• TASK DIRECTIONS: Pull from the data below each line where the word "white" occurs, and copy it.

• DATA:
=====
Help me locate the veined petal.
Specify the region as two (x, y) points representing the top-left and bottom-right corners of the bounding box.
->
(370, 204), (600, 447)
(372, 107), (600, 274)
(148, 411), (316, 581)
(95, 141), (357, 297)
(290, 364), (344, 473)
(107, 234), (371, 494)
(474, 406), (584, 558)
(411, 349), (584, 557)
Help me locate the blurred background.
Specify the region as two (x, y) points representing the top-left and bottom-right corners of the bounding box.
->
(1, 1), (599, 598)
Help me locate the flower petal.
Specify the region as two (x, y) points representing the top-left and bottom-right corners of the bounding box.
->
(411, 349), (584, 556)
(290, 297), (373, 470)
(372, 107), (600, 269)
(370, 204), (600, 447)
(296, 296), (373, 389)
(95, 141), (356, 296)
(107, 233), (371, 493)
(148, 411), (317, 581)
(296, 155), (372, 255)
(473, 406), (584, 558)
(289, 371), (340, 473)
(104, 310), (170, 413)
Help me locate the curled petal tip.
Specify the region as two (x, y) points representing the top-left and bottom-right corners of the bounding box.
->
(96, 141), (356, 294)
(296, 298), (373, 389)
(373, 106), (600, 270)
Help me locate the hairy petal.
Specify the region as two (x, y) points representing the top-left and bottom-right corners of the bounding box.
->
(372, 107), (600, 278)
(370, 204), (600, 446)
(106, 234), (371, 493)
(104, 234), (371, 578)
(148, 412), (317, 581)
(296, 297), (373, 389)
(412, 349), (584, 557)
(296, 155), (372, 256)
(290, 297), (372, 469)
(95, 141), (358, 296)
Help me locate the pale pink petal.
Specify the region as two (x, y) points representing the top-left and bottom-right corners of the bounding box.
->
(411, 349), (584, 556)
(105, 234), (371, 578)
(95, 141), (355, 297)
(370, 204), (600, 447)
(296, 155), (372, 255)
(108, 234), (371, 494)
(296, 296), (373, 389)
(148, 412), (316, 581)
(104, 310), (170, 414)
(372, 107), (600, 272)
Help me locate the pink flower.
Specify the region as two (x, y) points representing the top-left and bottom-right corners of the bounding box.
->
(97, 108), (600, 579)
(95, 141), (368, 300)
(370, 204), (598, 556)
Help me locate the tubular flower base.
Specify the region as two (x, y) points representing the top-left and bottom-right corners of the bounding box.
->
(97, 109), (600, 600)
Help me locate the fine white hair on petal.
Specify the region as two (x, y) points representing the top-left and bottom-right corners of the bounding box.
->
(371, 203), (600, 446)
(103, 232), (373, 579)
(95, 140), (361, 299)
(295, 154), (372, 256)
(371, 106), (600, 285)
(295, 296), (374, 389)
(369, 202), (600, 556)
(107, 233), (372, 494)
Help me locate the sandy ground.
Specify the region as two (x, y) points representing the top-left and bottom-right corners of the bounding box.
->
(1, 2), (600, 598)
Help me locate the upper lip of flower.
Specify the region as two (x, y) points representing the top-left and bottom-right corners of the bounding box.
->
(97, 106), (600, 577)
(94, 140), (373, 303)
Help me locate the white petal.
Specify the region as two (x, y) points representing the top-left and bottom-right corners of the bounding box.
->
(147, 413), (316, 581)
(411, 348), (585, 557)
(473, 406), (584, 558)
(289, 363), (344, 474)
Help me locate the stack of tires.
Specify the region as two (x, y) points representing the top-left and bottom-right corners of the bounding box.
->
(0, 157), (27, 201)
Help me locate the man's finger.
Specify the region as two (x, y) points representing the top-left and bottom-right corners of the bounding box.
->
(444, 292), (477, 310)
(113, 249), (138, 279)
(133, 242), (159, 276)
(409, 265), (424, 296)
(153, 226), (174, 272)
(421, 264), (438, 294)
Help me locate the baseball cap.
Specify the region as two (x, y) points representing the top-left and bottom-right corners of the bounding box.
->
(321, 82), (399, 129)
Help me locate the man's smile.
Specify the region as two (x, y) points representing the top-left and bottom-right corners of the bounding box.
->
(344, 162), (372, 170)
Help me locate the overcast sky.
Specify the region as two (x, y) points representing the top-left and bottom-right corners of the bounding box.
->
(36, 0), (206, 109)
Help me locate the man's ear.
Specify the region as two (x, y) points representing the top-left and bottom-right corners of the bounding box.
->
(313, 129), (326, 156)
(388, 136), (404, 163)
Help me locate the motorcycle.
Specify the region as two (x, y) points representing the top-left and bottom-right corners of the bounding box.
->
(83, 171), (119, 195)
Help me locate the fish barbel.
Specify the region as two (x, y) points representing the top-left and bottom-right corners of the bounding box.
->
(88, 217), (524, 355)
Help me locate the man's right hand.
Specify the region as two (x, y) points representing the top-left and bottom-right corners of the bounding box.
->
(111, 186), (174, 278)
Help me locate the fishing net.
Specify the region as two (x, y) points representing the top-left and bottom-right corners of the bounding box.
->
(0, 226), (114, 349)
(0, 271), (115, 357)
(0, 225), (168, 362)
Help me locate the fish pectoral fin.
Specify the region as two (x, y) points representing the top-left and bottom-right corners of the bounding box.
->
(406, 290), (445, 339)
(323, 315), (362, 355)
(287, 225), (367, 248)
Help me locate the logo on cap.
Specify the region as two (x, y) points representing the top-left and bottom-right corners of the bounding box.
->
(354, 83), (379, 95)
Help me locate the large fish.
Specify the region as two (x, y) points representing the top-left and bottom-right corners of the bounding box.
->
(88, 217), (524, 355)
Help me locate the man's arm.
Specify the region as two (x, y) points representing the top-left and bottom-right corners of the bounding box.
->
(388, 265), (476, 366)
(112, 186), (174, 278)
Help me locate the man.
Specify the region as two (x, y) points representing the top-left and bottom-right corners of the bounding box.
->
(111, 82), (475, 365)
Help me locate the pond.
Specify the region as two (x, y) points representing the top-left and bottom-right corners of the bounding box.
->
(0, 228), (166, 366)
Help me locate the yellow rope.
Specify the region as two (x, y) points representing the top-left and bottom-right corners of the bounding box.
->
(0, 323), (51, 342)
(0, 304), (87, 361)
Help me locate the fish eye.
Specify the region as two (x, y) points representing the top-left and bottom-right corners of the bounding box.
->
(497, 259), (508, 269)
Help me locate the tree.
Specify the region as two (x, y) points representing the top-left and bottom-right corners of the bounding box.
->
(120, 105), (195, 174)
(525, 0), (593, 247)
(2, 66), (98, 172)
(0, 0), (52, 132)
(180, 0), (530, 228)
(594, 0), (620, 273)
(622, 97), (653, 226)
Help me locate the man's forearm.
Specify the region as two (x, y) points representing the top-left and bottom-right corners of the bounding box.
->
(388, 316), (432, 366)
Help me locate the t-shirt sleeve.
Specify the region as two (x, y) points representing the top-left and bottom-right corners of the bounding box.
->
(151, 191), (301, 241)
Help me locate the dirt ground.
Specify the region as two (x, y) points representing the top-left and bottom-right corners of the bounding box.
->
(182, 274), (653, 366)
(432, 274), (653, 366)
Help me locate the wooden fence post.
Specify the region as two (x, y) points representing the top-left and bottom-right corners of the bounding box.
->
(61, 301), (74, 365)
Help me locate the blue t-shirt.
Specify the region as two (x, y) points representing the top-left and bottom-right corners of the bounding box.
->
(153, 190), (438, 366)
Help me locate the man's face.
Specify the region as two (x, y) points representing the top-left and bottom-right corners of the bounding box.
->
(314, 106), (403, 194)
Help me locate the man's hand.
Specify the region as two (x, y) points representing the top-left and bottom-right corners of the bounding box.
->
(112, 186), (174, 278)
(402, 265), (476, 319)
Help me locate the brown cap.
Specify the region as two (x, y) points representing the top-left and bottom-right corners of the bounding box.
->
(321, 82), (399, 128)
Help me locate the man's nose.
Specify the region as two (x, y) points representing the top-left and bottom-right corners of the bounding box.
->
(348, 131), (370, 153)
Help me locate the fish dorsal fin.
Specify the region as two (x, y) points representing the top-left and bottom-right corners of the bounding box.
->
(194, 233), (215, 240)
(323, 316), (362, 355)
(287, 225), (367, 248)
=====
• ANSWER TO THIS TASK:
Help me locate the fine white hair on petal.
Help me locate the white petal.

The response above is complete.